#### PROBLEM TO SOLVE:
Every single entry must be reproduced precisely.
━━━
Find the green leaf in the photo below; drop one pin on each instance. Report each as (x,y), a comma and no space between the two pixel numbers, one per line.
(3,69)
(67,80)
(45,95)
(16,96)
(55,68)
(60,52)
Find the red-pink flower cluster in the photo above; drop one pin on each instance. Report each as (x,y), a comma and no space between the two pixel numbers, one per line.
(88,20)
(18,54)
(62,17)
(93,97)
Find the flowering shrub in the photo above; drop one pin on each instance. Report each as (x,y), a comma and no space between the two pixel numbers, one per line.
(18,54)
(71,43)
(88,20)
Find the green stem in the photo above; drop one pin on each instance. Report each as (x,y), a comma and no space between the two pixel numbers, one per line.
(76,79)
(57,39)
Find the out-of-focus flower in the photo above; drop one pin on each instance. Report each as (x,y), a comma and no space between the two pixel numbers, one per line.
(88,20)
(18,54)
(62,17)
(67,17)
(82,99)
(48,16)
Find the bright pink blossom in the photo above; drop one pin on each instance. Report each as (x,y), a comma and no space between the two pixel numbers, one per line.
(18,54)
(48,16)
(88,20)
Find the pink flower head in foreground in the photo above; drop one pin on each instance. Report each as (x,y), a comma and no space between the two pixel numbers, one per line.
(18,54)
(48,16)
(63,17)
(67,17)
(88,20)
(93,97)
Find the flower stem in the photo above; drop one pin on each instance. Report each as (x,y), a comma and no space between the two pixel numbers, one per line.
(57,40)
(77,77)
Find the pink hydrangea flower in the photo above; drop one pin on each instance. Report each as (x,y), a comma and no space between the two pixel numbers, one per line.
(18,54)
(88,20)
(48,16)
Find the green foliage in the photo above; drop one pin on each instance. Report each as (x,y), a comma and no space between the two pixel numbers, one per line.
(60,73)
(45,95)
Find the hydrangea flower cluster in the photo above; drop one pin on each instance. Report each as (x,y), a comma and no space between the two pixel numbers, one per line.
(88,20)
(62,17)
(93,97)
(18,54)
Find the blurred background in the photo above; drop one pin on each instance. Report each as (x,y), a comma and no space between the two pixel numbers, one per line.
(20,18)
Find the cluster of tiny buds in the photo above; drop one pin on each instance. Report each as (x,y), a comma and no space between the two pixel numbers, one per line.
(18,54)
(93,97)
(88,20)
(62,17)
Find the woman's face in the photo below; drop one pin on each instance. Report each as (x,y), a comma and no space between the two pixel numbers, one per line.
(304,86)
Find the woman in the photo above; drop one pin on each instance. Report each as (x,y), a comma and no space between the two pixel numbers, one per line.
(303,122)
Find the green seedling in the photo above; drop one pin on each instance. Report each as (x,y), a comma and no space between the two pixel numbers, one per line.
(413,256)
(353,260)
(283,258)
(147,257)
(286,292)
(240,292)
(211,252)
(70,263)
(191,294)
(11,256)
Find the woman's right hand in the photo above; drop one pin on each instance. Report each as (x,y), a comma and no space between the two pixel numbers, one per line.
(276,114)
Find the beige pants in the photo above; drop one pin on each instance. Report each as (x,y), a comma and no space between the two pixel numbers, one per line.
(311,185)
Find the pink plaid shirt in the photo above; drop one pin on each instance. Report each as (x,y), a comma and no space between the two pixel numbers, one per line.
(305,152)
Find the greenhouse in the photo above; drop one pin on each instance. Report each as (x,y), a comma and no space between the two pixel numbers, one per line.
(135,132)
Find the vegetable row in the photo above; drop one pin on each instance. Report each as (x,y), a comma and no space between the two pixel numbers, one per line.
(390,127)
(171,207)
━━━
#### RESPONSE TO THE TASK:
Find the green leaf in the photo below; drop one pin on each instance. Report each as (x,y), a comma and no space between the two pixel numbers, one per line.
(3,69)
(67,80)
(45,95)
(16,96)
(55,68)
(60,52)
Find the red-pink flower cluster in the photo above; drop one pin on each instance. Report each as (x,y), a comma and no space between the two pixel numbers, one per line.
(88,20)
(18,54)
(62,17)
(93,97)
Find the flowering shrub in the photo above; drop one pin on each instance. Report each as (x,y), a comma and no space between the two pixel numbers, one per line.
(18,54)
(71,43)
(88,20)
Find the green stem in the photo above; drop one pin on each instance. Report each as (x,y), a comma and no space between the two pixel numbers, one per line.
(76,79)
(57,39)
Find the out-of-focus flower in the photo above; drop one pin on each instance. Report each as (x,y), a comma and no space between the two pixel numbers, one per line.
(88,20)
(18,54)
(62,17)
(67,17)
(82,99)
(48,16)
Find the bright pink blossom in the photo above; drop one pin on each instance. Report each as (x,y), a comma and no space between the two pixel numbers, one per line.
(18,54)
(48,16)
(88,20)
Find the pink flower head in foreground in the photo above; drop one pin on each instance. Report each as (x,y), a comma and no space between the two pixel numbers, one per line.
(18,54)
(48,16)
(63,17)
(67,17)
(88,20)
(93,97)
Find the flower stem in the photo above; drop one pin on each instance. Report each as (x,y), a comma and no space between the two pixel numbers, one per line.
(57,40)
(77,77)
Find the pink hydrangea flower in the photo above; drop one pin on each instance. Report each as (x,y), a comma and no space between the two pixel numbers, one per line.
(18,54)
(88,20)
(48,16)
Find the green foliage in the photo above; drop one pin on each instance. Report each as (x,y), a comma and no space between the two pixel numbers, one per line.
(60,73)
(45,95)
Find the hydrangea flower cluster in the photo above; drop one pin on each instance. Report each as (x,y), a comma and no space between the two pixel numbers, one per line.
(88,20)
(62,17)
(93,97)
(18,54)
Find the blurred background in the photo above; drop one pin on each instance. Report each as (x,y), a comma and no space between the two pixel numbers, one per line.
(20,18)
Find the cluster of tiny buds in the photo above; drop one pin on each instance. Report each as (x,y), a comma and no space between the two pixel numbers, one per line.
(18,54)
(93,97)
(88,20)
(62,17)
Find the woman's face in the photo below; drop one pin on each instance. Report each as (x,y), a comma and no space between the two pixel numbers, one per line.
(304,86)
Find the woman in the photo above; drop one pin on each instance. Report each as (x,y), a comma and no space between the two pixel numbers, one per line.
(303,122)
Find the green seedling in the photo above; drop one pin on each instance. Report each as (x,y), a comma and no space between the two pixel numbers, one per line.
(413,256)
(353,260)
(283,258)
(147,257)
(286,292)
(240,292)
(211,252)
(70,263)
(191,294)
(11,256)
Find the woman's right hand in the photo above; drop one pin on each instance. Report each as (x,y), a comma and no space between the two pixel numbers, one per line.
(276,114)
Find the beige pants in the photo above; drop one pin on each instance. Report each as (x,y), a comma and no space between the two pixel numbers, one per line.
(311,185)
Find the pink plaid shirt in the photo above; drop one pin on each instance. Report each as (x,y), a comma and no space between the two pixel numbers, one per line.
(305,152)
Find the greenhouse in the photo above; drop one pin on each instance. Report each as (x,y), a comma and no space between the two pixel numbers, one per line.
(135,132)
Find the vegetable row in the photo above; drop one pin on each instance. Report each as (x,y), a comma and no space between the two pixel numbers, one per line.
(390,127)
(171,207)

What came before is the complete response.